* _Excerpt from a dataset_
·····
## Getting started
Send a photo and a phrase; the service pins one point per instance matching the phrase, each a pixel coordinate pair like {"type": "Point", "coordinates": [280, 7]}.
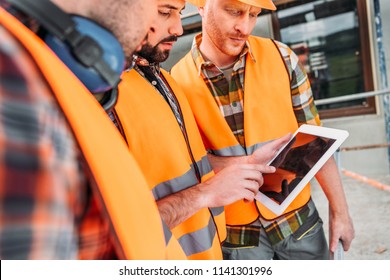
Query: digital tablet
{"type": "Point", "coordinates": [297, 163]}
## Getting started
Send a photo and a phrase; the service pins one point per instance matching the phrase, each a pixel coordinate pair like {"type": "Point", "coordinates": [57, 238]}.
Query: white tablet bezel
{"type": "Point", "coordinates": [338, 135]}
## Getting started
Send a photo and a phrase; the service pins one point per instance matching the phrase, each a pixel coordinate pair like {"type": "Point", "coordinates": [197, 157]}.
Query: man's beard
{"type": "Point", "coordinates": [153, 54]}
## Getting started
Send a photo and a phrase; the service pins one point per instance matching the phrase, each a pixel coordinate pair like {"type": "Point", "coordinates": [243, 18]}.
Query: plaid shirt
{"type": "Point", "coordinates": [46, 210]}
{"type": "Point", "coordinates": [229, 96]}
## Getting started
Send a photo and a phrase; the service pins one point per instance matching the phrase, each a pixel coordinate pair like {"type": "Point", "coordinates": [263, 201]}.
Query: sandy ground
{"type": "Point", "coordinates": [370, 211]}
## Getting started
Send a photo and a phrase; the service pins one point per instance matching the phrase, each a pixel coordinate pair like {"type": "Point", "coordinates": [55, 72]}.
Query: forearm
{"type": "Point", "coordinates": [329, 179]}
{"type": "Point", "coordinates": [178, 207]}
{"type": "Point", "coordinates": [219, 162]}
·····
* _Your instructions_
Quote in full the listing given above; the images are to be left out.

* _Response for this exercise_
## Getting started
Send a photo and a phrase; the service pins one point per instance matching the phrase, each a pixel coordinate pair like {"type": "Point", "coordinates": [280, 7]}.
Query: digital tablet
{"type": "Point", "coordinates": [297, 163]}
## Getting started
Send a photo and a phrase; the service pins one point per instance matching the phrase, each a pixel coordinate pair like {"type": "Point", "coordinates": [57, 238]}.
Query: white tablet bezel
{"type": "Point", "coordinates": [338, 135]}
## Getting started
Send a photo and a phrase; the service pins one point per instance matching the phrase, each a pixel coordinate pair like {"type": "Point", "coordinates": [197, 157]}.
Query: man's beard
{"type": "Point", "coordinates": [153, 54]}
## Getting started
Send a photo and a phrase; the service pins one point per instance matching the phrase, each a pixel coordinate pair like {"type": "Point", "coordinates": [243, 18]}.
Query: plaid shirt
{"type": "Point", "coordinates": [46, 210]}
{"type": "Point", "coordinates": [229, 96]}
## Getting started
Send a photo and a phrase; the service pins one point per instance matching the phrase, each a pixel coordinate pair like {"type": "Point", "coordinates": [263, 201]}.
Query: sandy ground
{"type": "Point", "coordinates": [370, 211]}
## Getting started
Send a photo and a phrase; the service pins one point per instance matching the phrase, each a pixel coordinate pair like {"type": "Point", "coordinates": [55, 72]}.
Query: forearm
{"type": "Point", "coordinates": [329, 179]}
{"type": "Point", "coordinates": [178, 207]}
{"type": "Point", "coordinates": [219, 162]}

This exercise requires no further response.